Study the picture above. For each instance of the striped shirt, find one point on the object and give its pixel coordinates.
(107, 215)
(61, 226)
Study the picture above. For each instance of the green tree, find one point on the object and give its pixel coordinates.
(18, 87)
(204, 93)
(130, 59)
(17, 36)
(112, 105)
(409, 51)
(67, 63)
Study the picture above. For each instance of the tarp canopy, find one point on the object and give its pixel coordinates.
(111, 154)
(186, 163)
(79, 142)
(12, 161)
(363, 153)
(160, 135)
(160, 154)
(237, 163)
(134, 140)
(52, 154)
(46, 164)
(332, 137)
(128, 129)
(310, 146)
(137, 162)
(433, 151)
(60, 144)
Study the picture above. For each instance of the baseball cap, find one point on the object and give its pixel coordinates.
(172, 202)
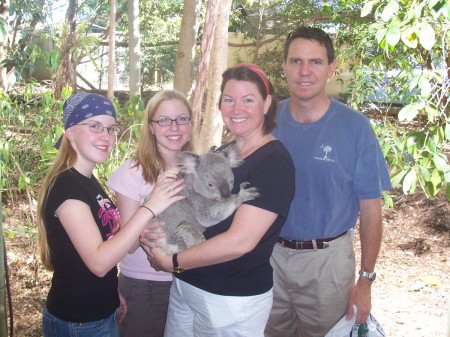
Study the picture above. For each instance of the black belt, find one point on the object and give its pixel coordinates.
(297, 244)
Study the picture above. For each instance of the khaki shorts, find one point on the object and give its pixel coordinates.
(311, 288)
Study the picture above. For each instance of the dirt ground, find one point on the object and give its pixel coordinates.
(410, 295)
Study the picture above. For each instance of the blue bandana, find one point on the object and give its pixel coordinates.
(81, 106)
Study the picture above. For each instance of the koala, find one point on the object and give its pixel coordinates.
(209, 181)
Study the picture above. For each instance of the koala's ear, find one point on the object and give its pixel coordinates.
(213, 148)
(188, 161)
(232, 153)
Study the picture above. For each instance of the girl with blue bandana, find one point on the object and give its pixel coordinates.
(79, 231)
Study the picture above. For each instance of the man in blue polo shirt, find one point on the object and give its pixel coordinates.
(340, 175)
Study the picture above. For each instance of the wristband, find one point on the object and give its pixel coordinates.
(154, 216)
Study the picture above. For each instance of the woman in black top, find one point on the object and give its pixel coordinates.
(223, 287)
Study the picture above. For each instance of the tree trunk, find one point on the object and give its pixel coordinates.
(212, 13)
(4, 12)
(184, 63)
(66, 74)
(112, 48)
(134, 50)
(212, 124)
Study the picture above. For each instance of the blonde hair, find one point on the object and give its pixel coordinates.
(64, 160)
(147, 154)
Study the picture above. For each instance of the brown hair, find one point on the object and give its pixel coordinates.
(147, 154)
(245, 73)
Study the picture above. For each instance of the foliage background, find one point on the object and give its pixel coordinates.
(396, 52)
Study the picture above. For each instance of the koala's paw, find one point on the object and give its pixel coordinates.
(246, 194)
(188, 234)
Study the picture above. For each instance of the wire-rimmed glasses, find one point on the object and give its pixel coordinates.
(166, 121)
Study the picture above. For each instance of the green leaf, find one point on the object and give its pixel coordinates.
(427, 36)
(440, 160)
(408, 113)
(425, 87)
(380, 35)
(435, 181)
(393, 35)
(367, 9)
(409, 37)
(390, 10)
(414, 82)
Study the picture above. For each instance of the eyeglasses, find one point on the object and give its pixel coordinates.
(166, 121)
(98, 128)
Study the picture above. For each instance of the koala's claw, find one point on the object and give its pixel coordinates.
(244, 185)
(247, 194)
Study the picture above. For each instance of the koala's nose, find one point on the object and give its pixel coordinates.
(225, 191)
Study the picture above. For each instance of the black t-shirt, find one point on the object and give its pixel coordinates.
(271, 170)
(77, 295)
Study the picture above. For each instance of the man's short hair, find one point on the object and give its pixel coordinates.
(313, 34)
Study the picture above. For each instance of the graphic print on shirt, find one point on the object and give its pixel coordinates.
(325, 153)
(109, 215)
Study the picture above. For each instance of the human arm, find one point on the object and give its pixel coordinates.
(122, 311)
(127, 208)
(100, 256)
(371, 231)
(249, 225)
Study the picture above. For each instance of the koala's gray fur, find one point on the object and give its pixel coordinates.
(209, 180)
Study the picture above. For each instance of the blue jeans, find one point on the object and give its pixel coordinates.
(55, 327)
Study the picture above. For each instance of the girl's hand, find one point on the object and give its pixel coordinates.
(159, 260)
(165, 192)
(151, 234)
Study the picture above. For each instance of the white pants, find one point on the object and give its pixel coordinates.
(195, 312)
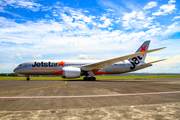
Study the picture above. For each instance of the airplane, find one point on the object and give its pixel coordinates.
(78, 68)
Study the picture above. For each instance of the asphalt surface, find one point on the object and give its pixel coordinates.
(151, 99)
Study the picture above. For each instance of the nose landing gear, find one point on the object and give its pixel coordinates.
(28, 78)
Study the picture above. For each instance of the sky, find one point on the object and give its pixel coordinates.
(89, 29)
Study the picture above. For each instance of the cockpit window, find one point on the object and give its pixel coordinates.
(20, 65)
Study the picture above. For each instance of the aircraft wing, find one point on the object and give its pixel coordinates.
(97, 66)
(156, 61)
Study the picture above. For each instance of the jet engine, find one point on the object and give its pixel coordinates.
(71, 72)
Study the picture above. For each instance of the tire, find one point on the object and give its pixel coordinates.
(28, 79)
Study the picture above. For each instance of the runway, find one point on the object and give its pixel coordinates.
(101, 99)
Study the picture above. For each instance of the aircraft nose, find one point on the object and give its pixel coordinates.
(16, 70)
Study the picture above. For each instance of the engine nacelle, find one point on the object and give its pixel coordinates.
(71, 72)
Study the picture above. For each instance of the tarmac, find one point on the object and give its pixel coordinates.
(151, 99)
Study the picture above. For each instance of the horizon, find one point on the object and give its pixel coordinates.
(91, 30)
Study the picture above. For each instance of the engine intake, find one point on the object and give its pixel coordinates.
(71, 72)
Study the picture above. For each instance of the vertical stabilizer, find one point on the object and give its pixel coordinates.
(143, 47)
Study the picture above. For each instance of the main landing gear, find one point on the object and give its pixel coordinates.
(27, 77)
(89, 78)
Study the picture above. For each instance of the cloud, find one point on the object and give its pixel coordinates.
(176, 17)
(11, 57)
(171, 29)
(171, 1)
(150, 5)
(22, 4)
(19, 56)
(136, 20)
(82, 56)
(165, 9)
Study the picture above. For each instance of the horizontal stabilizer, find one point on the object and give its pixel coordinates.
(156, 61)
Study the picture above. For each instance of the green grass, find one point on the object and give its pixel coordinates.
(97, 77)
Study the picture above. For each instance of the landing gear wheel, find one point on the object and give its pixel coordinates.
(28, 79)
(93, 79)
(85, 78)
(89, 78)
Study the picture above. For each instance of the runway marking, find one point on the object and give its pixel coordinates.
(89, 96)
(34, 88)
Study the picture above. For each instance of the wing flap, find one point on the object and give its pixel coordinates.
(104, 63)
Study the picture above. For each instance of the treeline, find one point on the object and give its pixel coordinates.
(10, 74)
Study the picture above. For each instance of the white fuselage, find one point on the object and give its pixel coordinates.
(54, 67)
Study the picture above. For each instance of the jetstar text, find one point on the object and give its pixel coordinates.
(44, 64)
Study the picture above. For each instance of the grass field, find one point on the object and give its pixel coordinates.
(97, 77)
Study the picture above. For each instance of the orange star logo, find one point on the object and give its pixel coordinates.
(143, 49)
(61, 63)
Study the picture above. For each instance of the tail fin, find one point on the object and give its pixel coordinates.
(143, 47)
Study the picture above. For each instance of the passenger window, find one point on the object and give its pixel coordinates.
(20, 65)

★ ★ ★

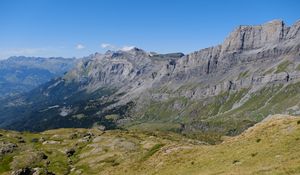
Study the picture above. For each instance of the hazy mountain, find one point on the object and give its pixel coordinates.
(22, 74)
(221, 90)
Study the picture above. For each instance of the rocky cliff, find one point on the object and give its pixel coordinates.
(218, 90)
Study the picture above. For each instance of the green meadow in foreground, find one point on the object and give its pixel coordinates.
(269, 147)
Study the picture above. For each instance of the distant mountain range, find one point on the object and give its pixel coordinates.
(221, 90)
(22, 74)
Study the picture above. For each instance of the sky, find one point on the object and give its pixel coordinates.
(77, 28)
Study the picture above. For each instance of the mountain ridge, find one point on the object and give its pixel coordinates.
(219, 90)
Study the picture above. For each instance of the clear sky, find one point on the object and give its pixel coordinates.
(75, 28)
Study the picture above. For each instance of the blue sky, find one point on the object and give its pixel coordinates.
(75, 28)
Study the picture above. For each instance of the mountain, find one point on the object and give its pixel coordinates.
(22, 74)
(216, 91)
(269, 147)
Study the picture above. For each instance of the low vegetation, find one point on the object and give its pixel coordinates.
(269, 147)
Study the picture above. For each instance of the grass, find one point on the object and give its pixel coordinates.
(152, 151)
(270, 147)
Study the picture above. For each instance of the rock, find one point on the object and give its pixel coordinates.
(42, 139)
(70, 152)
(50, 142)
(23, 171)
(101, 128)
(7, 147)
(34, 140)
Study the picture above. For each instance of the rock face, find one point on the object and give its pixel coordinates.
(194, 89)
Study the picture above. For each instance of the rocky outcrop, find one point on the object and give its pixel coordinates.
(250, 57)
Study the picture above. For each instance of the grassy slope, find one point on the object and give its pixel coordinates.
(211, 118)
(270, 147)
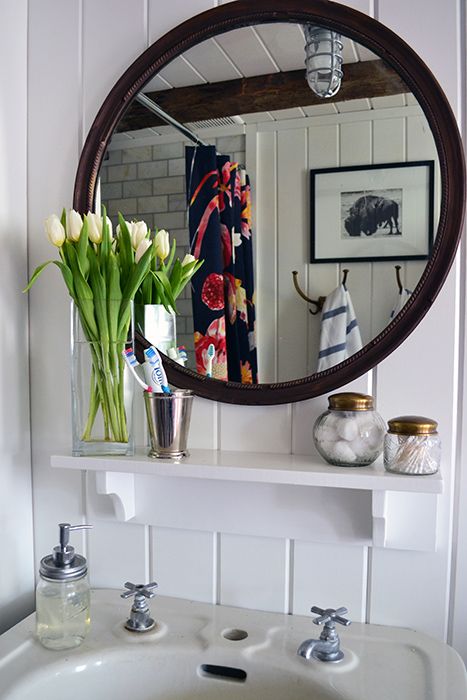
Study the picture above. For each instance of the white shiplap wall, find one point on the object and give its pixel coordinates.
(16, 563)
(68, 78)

★ ★ ★

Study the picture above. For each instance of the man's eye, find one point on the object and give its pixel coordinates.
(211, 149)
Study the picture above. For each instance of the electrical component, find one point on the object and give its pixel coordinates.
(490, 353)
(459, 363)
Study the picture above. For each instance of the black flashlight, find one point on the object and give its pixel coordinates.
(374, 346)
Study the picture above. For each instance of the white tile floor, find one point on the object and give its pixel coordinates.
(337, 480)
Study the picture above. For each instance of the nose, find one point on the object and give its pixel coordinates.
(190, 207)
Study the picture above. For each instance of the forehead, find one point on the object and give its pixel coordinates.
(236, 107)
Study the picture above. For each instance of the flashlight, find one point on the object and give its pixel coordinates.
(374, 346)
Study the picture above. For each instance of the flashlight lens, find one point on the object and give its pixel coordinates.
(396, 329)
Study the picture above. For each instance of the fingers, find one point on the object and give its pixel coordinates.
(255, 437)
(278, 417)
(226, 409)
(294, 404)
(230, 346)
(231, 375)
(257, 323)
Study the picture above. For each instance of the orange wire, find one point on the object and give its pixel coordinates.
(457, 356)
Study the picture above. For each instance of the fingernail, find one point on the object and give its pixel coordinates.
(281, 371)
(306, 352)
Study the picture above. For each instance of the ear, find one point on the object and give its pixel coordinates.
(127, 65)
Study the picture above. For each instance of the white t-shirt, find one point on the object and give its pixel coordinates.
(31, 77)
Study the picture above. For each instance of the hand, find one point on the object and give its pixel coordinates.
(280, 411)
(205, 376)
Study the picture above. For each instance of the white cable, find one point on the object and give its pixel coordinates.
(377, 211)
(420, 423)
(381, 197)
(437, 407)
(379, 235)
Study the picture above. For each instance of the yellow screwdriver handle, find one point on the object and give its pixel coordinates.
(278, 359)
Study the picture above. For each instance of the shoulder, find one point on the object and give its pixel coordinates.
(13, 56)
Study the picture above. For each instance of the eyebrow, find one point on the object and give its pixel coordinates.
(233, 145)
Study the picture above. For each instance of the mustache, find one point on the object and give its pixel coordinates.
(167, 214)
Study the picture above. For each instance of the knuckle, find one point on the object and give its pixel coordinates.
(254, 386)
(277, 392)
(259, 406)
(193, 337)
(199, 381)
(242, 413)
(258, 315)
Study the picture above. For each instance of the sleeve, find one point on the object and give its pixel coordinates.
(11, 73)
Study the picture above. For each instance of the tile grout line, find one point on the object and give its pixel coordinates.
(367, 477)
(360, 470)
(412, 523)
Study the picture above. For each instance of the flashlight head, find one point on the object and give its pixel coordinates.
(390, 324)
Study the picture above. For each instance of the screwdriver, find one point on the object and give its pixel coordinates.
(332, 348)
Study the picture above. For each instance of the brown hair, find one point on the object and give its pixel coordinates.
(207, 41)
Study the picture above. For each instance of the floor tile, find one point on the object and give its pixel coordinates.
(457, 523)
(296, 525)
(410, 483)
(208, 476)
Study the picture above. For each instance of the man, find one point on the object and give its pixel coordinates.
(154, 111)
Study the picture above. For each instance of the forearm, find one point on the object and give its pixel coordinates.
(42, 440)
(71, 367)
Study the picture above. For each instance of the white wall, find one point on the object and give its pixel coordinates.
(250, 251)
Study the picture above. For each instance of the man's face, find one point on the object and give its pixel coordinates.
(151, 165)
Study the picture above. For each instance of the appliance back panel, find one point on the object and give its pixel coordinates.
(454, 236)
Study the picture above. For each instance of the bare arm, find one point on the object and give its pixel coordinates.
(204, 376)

★ ★ ★

▶ [STATED GOAL]:
Pick out every line in the listing above that contains the string "shirt", and copy each of those lines in full.

▶ [WRITTEN RESPONSE]:
Study the picture above. For each instance of the striped shirt, find one point on the object and give its pixel coordinates.
Study the picture above. For each instance of the man in blue polo shirt, find one point on the object and give its pixel coordinates.
Study the picture above. For each instance of the black t-shirt, find one point on the object and give its pixel coordinates.
Study the picture above. For each instance of the graphic print on shirt, find one point on the object and give its pixel coordinates.
Study the picture above. For each instance of the white t-shirt, find one point on the object and give its pixel coordinates.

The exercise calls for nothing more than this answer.